STATED TASK: Provide an exact transcription of all the records.
======== ROWS ========
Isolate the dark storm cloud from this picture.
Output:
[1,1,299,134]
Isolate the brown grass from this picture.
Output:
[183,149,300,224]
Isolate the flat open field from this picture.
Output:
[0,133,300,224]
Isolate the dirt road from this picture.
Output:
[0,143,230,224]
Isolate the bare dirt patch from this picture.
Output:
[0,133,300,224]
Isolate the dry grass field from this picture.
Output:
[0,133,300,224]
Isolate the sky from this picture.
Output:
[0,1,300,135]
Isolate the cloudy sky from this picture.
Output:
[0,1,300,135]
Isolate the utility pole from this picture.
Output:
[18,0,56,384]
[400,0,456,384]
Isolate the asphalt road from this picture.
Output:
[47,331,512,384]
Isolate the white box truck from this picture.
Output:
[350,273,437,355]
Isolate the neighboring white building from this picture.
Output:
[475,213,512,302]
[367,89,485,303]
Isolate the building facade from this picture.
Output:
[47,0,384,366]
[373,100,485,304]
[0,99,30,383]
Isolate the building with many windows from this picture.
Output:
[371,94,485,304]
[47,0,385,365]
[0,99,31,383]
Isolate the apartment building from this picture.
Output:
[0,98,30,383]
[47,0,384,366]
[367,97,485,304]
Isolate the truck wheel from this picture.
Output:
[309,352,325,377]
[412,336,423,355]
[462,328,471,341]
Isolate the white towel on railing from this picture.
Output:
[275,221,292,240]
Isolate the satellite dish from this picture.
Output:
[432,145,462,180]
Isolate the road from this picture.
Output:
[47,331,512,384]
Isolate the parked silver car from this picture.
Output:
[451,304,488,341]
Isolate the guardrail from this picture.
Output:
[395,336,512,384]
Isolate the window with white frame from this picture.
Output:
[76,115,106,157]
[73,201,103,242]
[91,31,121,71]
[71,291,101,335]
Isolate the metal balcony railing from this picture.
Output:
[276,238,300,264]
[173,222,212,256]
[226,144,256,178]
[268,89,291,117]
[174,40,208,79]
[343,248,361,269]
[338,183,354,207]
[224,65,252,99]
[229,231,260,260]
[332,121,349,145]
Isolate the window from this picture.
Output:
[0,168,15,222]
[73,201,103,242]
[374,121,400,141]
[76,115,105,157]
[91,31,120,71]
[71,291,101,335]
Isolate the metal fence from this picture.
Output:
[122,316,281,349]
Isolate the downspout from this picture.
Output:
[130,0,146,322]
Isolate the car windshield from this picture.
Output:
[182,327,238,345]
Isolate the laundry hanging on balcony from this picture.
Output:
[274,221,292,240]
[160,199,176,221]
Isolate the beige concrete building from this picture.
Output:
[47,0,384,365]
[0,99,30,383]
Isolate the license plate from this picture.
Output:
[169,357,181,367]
========
CORRECT OUTPUT:
Isolate the dark storm cloud from this picture.
Output:
[1,1,299,134]
Isolate the brown grass from this picture.
Output:
[183,149,300,224]
Isolate the flat open field from this picture.
Output:
[0,133,300,224]
Isolate the dirt road from this picture.
Output:
[0,143,230,224]
Isolate the bare dirt patch from this picture.
Output:
[0,133,300,224]
Isolate the dry grass field from this picture.
Output:
[0,133,300,224]
Isolate the sky from this picture.
Output:
[0,1,300,135]
Isolate the cloudy sky from this picture.
Output:
[0,1,300,135]
Isolate the utility pole from this picture.
Output:
[18,0,56,384]
[400,0,456,384]
Isolate the asphalt road from this picture.
Output:
[47,331,512,384]
Isolate the white box truck from this picture.
Output:
[350,273,437,355]
Isolate the neighboring white building from this picture.
Output:
[475,213,512,302]
[367,89,485,303]
Isolate the building facade from this picture.
Output:
[47,0,384,366]
[373,100,485,304]
[0,99,30,383]
Isolate the building with many windows from this picture.
Output:
[371,94,485,304]
[47,0,385,365]
[0,99,31,383]
Isolate the apartment building from this picture.
Output:
[0,98,30,383]
[47,0,384,366]
[367,97,485,304]
Isolate the truck wheel from this picture.
Output:
[309,352,325,377]
[412,336,423,355]
[462,328,471,341]
Isolate the white towel on railing from this picture.
Output:
[275,221,292,240]
Isolate the satellite dish from this picture.
Output:
[432,145,462,180]
Isolate the road from this picture.
Output:
[47,331,512,384]
Isolate the parked silver car from this picture.
Output:
[451,304,488,341]
Isolate the guardrail from this picture.
Output:
[395,336,512,384]
Isolate the window with white frame from this picture.
Output:
[76,115,106,157]
[73,201,103,242]
[91,31,121,71]
[71,291,101,335]
Isolate the metal balcony railing from this picture.
Output:
[276,238,300,264]
[173,222,212,256]
[226,144,256,178]
[268,89,291,117]
[174,40,208,79]
[343,248,361,269]
[338,183,354,207]
[224,65,252,99]
[229,231,260,260]
[332,121,349,145]
Isolate the window from this picture.
Output:
[0,168,15,222]
[73,201,103,242]
[374,121,400,141]
[76,115,105,157]
[91,31,120,71]
[71,291,101,335]
Isolate the metal fence from this picture.
Output:
[122,316,281,349]
Isolate the downspout from this picture.
Output:
[130,0,146,322]
Isolate the car windshield from this picture.
Output:
[182,327,238,345]
Isolate the laundry hanging on balcony from this picture.
Output:
[274,221,292,240]
[160,199,176,221]
Isolate the beige concrete building from this picture.
Output:
[47,0,384,365]
[0,99,30,383]
Isolate the license plate from this picture.
Output:
[169,357,181,367]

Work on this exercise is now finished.